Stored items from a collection
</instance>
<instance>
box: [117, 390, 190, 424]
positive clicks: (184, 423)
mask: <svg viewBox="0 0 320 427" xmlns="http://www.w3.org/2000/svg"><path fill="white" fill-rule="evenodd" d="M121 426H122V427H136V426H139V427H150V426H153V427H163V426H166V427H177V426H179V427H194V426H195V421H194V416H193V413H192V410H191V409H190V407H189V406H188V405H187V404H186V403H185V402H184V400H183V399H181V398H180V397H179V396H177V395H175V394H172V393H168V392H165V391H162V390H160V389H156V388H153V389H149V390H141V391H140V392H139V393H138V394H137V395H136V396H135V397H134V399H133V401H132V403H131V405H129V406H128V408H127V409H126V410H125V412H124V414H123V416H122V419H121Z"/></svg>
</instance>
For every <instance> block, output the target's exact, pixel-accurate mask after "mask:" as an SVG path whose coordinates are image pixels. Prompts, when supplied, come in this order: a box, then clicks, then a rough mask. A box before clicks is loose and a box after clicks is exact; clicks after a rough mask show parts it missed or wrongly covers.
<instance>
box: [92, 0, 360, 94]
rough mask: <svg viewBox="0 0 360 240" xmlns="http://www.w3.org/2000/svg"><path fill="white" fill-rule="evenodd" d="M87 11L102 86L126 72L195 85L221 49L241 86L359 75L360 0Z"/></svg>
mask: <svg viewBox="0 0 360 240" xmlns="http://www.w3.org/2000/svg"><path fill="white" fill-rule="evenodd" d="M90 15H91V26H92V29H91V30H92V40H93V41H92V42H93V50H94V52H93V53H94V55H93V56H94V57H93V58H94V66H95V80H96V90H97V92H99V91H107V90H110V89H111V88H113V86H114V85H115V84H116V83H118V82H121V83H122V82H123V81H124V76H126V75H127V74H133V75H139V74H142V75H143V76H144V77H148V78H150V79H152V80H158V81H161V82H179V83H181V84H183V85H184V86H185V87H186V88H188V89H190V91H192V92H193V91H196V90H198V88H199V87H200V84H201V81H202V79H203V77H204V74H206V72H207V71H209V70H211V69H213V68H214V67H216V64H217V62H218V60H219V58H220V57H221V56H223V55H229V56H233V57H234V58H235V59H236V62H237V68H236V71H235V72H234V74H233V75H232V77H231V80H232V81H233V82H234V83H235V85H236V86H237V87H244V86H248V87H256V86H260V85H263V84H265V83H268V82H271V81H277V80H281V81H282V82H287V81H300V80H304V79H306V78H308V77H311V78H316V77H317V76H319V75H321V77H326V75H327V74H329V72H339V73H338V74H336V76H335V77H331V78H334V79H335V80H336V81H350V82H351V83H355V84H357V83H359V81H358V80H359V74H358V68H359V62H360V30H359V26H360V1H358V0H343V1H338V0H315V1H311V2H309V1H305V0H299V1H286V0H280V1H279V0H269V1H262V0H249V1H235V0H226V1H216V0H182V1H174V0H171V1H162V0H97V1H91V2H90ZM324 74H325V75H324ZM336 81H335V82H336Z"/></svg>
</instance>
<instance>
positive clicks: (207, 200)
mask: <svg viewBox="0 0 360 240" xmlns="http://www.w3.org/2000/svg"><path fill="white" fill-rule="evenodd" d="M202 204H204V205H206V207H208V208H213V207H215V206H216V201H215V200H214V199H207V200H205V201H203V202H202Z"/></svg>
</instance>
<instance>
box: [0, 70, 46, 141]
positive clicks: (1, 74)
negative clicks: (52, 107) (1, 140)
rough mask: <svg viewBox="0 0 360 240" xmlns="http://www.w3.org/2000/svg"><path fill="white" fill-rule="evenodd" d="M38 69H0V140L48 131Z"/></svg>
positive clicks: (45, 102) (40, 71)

About this task:
Edit the data above by changing each "positive clicks" to "include clicks", leaving everything else unchanged.

Reply to the exercise:
</instance>
<instance>
box: [117, 390, 190, 424]
include clicks: (184, 423)
mask: <svg viewBox="0 0 320 427" xmlns="http://www.w3.org/2000/svg"><path fill="white" fill-rule="evenodd" d="M121 426H122V427H136V426H139V427H150V426H153V427H163V426H166V427H177V426H179V427H194V426H195V421H194V416H193V413H192V410H191V409H190V407H189V406H188V405H187V404H186V403H185V402H184V400H183V399H181V398H180V397H179V396H177V395H175V394H172V393H168V392H165V391H162V390H160V389H156V388H153V389H149V390H141V391H140V392H139V393H138V394H137V395H136V396H135V397H134V399H133V401H132V403H131V405H129V406H128V408H127V409H126V410H125V412H124V414H123V416H122V419H121Z"/></svg>
</instance>
For every <instance> block, output the target's exact, pixel-accurate mask after "mask:" as an SVG path whose coordinates are image pixels. Prompts, when supplied, come in this order: a box, then clicks, then a rough mask. A box before clicks is loose and a box after clicks is exact; clicks after a rough mask show parts it missed or wrongly covers.
<instance>
box: [92, 0, 360, 94]
rough mask: <svg viewBox="0 0 360 240" xmlns="http://www.w3.org/2000/svg"><path fill="white" fill-rule="evenodd" d="M87 11L102 86L126 72L195 85L221 49L241 86L359 75L360 0Z"/></svg>
mask: <svg viewBox="0 0 360 240" xmlns="http://www.w3.org/2000/svg"><path fill="white" fill-rule="evenodd" d="M90 15H91V26H92V29H91V30H92V40H93V41H92V42H93V50H94V52H93V53H94V55H93V56H94V57H93V58H94V66H95V80H96V90H97V92H99V91H107V90H110V89H111V88H113V86H114V85H115V84H116V83H118V82H121V83H122V82H123V81H124V76H126V75H127V74H133V75H139V74H142V75H143V76H144V77H148V78H150V79H152V80H158V81H161V82H179V83H181V84H183V85H184V86H185V87H186V88H188V89H190V91H192V92H193V91H196V90H198V88H199V87H200V84H201V81H202V79H203V77H204V74H206V72H207V71H209V70H211V69H213V68H214V67H216V64H217V62H218V60H219V58H220V57H221V56H223V55H229V56H233V57H234V58H235V59H236V62H237V68H236V71H235V72H234V74H233V75H232V77H231V80H232V81H233V82H234V83H235V85H236V86H237V87H244V86H248V87H256V86H260V85H263V84H265V83H268V82H271V81H277V80H281V81H282V82H287V81H300V80H304V79H306V78H308V77H311V78H316V77H317V76H319V75H321V77H326V75H327V74H329V72H339V73H338V74H336V76H335V77H331V78H334V79H335V80H336V81H350V82H351V83H355V84H357V83H359V81H358V80H359V74H358V68H359V62H360V30H359V26H360V1H358V0H343V1H338V0H315V1H311V2H309V1H305V0H299V1H286V0H280V1H279V0H269V1H262V0H249V1H235V0H226V1H216V0H182V1H174V0H171V1H162V0H97V1H91V2H90ZM324 74H325V75H324ZM336 81H335V82H336Z"/></svg>
</instance>
<instance>
include clicks: (207, 200)
mask: <svg viewBox="0 0 360 240" xmlns="http://www.w3.org/2000/svg"><path fill="white" fill-rule="evenodd" d="M202 204H204V205H206V207H208V208H213V207H215V206H216V201H215V200H214V199H207V200H205V201H203V202H202Z"/></svg>
</instance>
<instance>
box: [0, 70, 46, 141]
include clicks: (1, 74)
negative clicks: (52, 107) (1, 140)
rough mask: <svg viewBox="0 0 360 240" xmlns="http://www.w3.org/2000/svg"><path fill="white" fill-rule="evenodd" d="M38 69H0V140L48 131Z"/></svg>
include clicks: (45, 102) (40, 71)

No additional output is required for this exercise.